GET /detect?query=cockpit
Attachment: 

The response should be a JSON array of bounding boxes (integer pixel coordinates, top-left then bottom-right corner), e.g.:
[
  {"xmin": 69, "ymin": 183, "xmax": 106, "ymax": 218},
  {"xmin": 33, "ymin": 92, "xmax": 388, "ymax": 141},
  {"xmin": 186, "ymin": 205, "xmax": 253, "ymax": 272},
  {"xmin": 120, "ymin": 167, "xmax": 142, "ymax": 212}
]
────────
## WHAT IS EXPECTED
All lines above are to be transcribed exactly.

## WRITTEN SOLUTION
GET /detect?query=cockpit
Attachment: 

The response should be a JSON array of bounding boxes (integer pixel coordinates, top-left then bottom-right corner), e.g.:
[
  {"xmin": 69, "ymin": 183, "xmax": 106, "ymax": 218},
  {"xmin": 33, "ymin": 92, "xmax": 388, "ymax": 141},
  {"xmin": 186, "ymin": 205, "xmax": 253, "ymax": 272},
  {"xmin": 120, "ymin": 167, "xmax": 142, "ymax": 212}
]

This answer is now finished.